▶ **EXCERPT**:
[15.5.06] [Andrew Gallix]
WE ARE GETTING CLOSER
Here is a short extract from the press release for The Edgier Waters: 5 Years of 3:AM Magazine (edited by A. Stevens) to whet your appetite: "Since its founding in 2000, 3:AM Magazine has emerged as the leading litzine for writers and upstarts who work beyond the narrow confines of the mainstream, championing and giving a space to those who defy boundaries and taboos. Now, for the first time in print, Snowbooks is proud to present a selection. Taking pride in this edgy focus and ignoring the more commercial terrain of its rivals, this anthology assembles a diverse selection of stories, poems and essays which have appeared in the magazine over the past five years, from award-winning authors to emerging new talents." The book will be launched in London on 29 May.

Stored records:
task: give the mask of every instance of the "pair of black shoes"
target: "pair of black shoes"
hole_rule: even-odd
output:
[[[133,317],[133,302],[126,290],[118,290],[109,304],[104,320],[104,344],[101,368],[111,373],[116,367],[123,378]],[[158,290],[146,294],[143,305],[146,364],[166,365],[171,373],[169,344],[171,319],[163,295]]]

--

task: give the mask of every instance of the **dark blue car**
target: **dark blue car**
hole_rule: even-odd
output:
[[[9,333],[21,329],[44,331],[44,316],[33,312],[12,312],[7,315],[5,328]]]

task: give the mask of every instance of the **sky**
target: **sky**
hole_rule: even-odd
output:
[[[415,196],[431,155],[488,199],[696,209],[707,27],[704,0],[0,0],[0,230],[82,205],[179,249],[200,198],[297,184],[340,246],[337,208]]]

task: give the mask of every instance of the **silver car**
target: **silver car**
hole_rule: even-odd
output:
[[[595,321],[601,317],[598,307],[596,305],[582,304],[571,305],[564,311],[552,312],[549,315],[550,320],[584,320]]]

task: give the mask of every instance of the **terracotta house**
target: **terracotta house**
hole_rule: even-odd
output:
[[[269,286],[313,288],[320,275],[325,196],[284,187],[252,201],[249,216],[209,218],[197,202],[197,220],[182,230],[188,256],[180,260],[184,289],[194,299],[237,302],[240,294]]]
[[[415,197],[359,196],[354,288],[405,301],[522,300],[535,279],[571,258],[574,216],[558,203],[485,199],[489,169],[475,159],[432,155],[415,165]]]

▶ **REQUIRED ACTIONS**:
a. Reproduce the passage of the anthology announcement verbatim, starting with "[15.5.06] [Andrew Gallix]" and going on through "London on 29 May.".
b. Write the next part of the post about the 3:AM Magazine anthology, picking up after its final sentence.

▶ **OUTPUTS BY TASK**:
a.
[15.5.06] [Andrew Gallix]
WE ARE GETTING CLOSER
Here is a short extract from the press release for The Edgier Waters: 5 Years of 3:AM Magazine (edited by A. Stevens) to whet your appetite: "Since its founding in 2000, 3:AM Magazine has emerged as the leading litzine for writers and upstarts who work beyond the narrow confines of the mainstream, championing and giving a space to those who defy boundaries and taboos. Now, for the first time in print, Snowbooks is proud to present a selection. Taking pride in this edgy focus and ignoring the more commercial terrain of its rivals, this anthology assembles a diverse selection of stories, poems and essays which have appeared in the magazine over the past five years, from award-winning authors to emerging new talents." The book will be launched in London on 29 May.

b.
The Guardian's Culture Vulture lets Snowbooks explain why they are Small Publisher of the Year:
"Snowbooks was started three years ago by two people who had never worked in publishing. Undaunted, they set about creating a publishing company from scratch, picking up authors who had been passed over by the majors but lauded elsewhere. At the same time, they produced beautiful editions of forgotten classics: Virginia Woolf's 'lost' essays about London; EM Forster's exquisitely crafted short stories; AA Milne's Punch columns on the themes of war and party games. The real change though, was in the way in which the publishing company was set up, and the manner in which it grew. Traditionally, the grand houses are split into ring-fenced departments: editorial chooses the books (and, less and less these days, edits them), production puts them together, design makes them pretty, marketing promotes them, publicity shouts about them, and sales sells them. Along the way those books, and the authors, are going to find someone who is passionate about them, but many of these people will be a long way from the centre, and the number of books that fall through the cracks every year is unimaginable. The sheer number of titles published by the majors, and the range of genres involved, means that no one can give their full love and attention to every one. . . .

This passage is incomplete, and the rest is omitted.